Give the entries back exactly, dropping each image.

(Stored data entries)
Segment Open

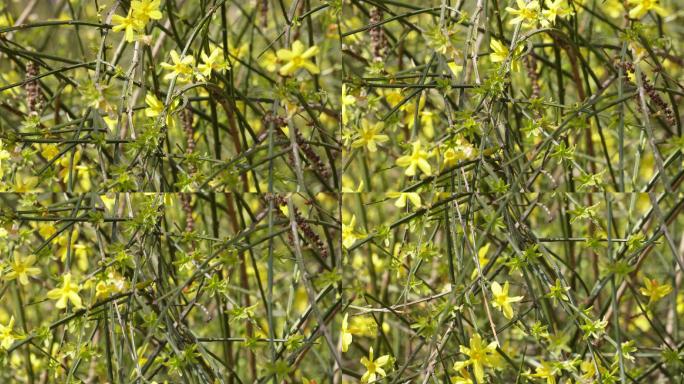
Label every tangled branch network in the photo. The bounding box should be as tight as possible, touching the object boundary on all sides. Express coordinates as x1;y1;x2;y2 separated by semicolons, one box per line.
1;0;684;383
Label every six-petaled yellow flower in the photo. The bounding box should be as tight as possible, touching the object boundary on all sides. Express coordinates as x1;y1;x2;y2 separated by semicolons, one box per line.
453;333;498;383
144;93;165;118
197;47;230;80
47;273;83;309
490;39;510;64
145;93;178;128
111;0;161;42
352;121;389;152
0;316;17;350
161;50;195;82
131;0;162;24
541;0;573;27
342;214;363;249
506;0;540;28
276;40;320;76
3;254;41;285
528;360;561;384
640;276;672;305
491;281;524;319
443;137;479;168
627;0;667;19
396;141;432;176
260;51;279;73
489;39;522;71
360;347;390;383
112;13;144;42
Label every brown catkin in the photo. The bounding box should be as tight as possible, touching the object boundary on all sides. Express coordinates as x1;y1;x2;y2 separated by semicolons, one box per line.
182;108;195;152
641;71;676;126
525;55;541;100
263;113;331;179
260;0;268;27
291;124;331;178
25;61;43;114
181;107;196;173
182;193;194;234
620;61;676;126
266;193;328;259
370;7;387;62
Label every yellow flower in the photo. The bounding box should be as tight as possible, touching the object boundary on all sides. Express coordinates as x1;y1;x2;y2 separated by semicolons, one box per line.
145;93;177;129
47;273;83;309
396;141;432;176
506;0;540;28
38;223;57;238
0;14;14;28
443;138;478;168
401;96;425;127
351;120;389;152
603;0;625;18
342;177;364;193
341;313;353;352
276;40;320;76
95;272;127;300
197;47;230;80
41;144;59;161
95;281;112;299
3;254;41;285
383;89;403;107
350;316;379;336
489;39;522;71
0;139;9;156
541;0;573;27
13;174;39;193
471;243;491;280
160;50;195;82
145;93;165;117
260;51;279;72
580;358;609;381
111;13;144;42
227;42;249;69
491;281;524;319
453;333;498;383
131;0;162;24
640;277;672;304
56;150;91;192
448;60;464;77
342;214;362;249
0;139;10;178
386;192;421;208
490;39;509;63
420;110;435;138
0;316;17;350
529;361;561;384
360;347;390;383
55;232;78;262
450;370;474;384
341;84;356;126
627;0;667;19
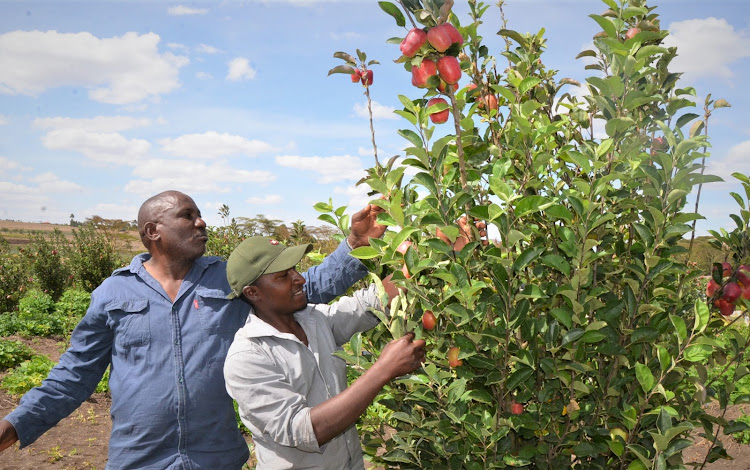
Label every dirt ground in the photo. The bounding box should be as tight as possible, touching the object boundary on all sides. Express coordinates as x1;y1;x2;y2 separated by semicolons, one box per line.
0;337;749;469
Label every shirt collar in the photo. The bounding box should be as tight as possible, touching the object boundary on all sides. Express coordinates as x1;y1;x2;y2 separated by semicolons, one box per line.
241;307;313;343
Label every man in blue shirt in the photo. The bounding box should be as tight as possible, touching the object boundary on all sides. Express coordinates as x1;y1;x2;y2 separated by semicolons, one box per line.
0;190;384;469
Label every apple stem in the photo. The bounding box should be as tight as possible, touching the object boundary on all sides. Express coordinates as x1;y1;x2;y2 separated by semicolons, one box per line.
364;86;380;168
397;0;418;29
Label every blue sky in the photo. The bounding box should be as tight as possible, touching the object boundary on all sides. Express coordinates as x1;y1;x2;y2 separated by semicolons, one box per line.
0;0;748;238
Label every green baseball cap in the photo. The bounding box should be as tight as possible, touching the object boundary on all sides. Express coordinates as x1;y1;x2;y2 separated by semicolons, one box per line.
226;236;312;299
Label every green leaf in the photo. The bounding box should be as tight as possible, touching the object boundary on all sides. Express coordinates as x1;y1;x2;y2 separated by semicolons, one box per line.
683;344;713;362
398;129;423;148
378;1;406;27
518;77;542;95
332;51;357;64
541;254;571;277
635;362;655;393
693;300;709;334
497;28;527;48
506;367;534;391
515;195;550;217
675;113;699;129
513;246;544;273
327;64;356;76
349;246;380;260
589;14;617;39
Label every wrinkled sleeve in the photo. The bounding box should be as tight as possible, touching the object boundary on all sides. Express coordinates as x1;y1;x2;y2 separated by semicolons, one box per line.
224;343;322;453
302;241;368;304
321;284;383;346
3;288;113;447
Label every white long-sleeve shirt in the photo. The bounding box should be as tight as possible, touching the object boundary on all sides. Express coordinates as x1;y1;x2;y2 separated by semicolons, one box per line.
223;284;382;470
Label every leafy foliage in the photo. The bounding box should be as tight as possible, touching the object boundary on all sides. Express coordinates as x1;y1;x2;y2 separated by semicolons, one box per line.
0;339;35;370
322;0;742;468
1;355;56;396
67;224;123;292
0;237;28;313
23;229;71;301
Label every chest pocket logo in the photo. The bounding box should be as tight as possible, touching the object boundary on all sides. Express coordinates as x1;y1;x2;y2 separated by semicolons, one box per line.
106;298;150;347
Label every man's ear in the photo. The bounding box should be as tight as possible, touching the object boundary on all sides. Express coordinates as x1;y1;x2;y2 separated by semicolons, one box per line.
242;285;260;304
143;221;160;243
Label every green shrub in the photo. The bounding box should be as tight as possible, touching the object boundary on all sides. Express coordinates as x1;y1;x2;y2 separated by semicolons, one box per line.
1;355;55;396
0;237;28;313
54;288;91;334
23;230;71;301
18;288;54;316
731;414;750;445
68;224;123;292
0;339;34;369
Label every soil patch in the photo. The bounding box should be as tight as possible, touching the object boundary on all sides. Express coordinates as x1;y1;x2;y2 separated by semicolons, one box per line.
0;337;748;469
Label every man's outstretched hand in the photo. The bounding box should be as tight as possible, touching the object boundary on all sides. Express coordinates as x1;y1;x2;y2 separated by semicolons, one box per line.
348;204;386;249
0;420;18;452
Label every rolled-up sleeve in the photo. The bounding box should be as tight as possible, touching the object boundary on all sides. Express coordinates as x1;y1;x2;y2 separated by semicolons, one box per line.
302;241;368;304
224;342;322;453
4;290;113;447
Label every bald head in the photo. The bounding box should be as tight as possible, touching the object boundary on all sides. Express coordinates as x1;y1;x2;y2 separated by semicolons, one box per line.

Segment Closed

RESPONSE TO THE TASK.
Label every tangled branch network in the photo. The bounding box should be as tight as possible, touching the object boundary on all sides. Express coordinates as x1;y1;x2;y2 separated by semicolons, one box per line.
1;0;684;383
Label every six-petaled yellow flower in the photo. The bounding box should be as tight as possible, touching the object boundary on all sides. Express coordinates as x1;y1;x2;y2 separated by semicolons, one box per line.
453;333;498;383
144;93;165;118
197;47;230;80
47;273;83;309
490;39;510;64
145;93;178;128
111;0;161;42
352;121;389;152
0;316;17;350
161;50;195;82
131;0;162;24
541;0;573;27
342;214;363;249
506;0;540;28
276;40;320;76
3;254;41;285
528;360;561;384
640;276;672;305
491;281;524;319
443;137;479;168
627;0;667;19
396;141;432;176
260;51;279;73
489;39;522;71
360;347;390;383
112;13;144;42
Label every brown catkin in the photo. The bounding box should be as tight as possible, touching the object boundary on all sides. Express coordinates as x1;y1;x2;y2 separated by semicolons, one box per line.
182;108;195;152
641;71;676;126
525;55;541;100
263;113;331;179
260;0;268;27
291;124;331;178
25;61;43;114
181;107;196;173
182;193;194;234
620;61;676;126
266;193;328;259
370;7;387;62
Label every yellow flower in the photo. The bounding box should be as tight as possible, touching the object boundary on all sides. Express coordinates as x1;y1;x2;y2 separated by semicolons, one box per line.
145;93;177;129
47;273;83;309
396;141;432;176
506;0;540;28
38;223;57;238
0;14;14;28
443;138;478;168
401;96;425;127
351;120;389;152
603;0;625;18
342;177;364;193
341;313;353;352
276;40;320;76
95;272;127;300
197;47;230;80
41;144;59;161
95;281;112;299
3;254;41;285
383;89;403;107
350;316;379;336
489;39;522;71
0;139;9;156
541;0;573;27
13;174;39;193
471;243;491;280
160;50;195;82
145;93;165;117
260;51;279;72
580;358;609;381
111;13;144;42
227;42;249;69
491;281;524;319
453;333;498;383
131;0;162;24
640;277;672;304
56;150;91;192
448;60;464;77
342;214;362;249
0;139;10;178
386;192;421;208
490;39;509;63
420;110;435;138
0;316;17;350
529;361;561;384
360;347;390;383
55;232;78;262
450;370;474;384
341;84;356;126
627;0;667;19
Label every dirt ground in the photo. The bounding box should be as tight as possible, touching the object boundary on all sides. Express coordinates as x1;y1;x2;y2 separated by semicolons, one box per line.
0;337;749;469
Label every shirt collar in the photo. The bounding box should be as tight as possible, touching the object boundary on all sides. Express coordinates as x1;y1;x2;y2 separated by semicolons, one box per line.
241;307;313;343
Label every man in blue shirt in the photo. The bounding box should be as tight as possible, touching the object boundary on all sides. Express coordinates as x1;y1;x2;y2 separated by semicolons, one box per line.
0;190;384;469
Label every apple stem in the photo. The bounding box should be as tight as possible, touching the object boundary on all sides. Express coordinates as x1;y1;x2;y2 separated by semicolons, one box per line.
364;86;380;168
397;0;418;29
Label every blue sky in the photo. The bounding box should be as tight as possible, touching the object boundary on all sides. Express coordinates as x1;y1;x2;y2 separated by semicolons, one box per line.
0;0;748;238
Label every green baseball cap in the photo. The bounding box should be as tight as possible, touching the object boundary on all sides. Express coordinates as x1;y1;x2;y2 separated by semicolons, one box per line.
226;236;312;299
Label every green leaf in the photo. The bounding box should be as tight as possible, touching the object boundary on all sides. Express coordinates as x1;y1;x2;y2 separated by semicolons, one box per line.
683;344;713;362
398;129;423;148
378;1;406;27
518;77;542;95
332;51;357;64
541;254;571;277
635;362;655;393
693;300;709;334
497;28;527;48
506;367;534;391
515;195;550;217
675;113;699;129
513;246;544;273
327;64;356;76
349;246;380;260
589;14;617;39
Label every wrinkled sleeve in the photo. The bounding box should be as tight as possible, touching the object boundary on all sides. Express coordinates as x1;y1;x2;y2 separated by semicolons, one box per line.
224;343;322;453
302;241;368;304
321;284;383;346
3;288;113;447
Label every white long-sleeve shirt in the photo. The bounding box should be as tight as possible, touching the object boundary on all sides. Express coordinates as x1;y1;x2;y2 separated by semicolons, one box per line.
223;284;382;470
Label every leafy foliage in the photo. The bounding box should be as tight as possible, touching the object boundary on all sides. Express coordinates as x1;y1;x2;y2 separated by semicolons, one box per line.
0;339;35;370
322;0;742;468
1;355;56;396
67;224;123;292
0;237;28;313
23;229;71;301
Label every chest pocket logo in the photo. The bounding box should be as tight as possible, touching the object boundary on all sides. Express coordinates as x1;y1;x2;y2 separated by semicolons, one box per line.
106;298;150;347
Label every man's ear in the photo. The bounding box should be as tight as possible, touching the object boundary on all sides. Express coordinates as x1;y1;x2;y2 separated by semicolons, one box per line.
242;285;260;304
143;221;160;243
Label every green shrub in the photo. The bounding box should be as tight as possible, touching the object boundary on all sides. Express coordinates as x1;y1;x2;y2 separated by semicolons, one box per line.
1;355;55;396
0;237;28;313
54;288;91;334
23;230;71;301
18;288;54;316
731;414;750;445
68;224;123;292
0;339;34;369
Label every soil patch in the photo. The bounding box should be as tight as possible, touching the object boundary on all sides. Express coordinates as x1;y1;x2;y2 separated by semicolons, one box per line.
0;337;748;469
Label every man's outstretched hand in the photo. The bounding box should be as tight as possible, touching the object boundary on all sides. Express coordinates as x1;y1;x2;y2 separated by semicolons, one box per line.
348;204;386;249
0;420;18;452
Label every rolled-up sleeve in the photo. The bounding box should be as tight as possible, touching the object boundary on all sides. Express coordinates as x1;y1;x2;y2 separated by semicolons, one box per line.
302;241;368;304
224;342;322;453
4;290;113;447
Label every bald head in the photo. The bounding box should be as tight as possible, touching the object boundary on all sides. Express coordinates as x1;y1;x2;y2 separated by semicolons, one box per line.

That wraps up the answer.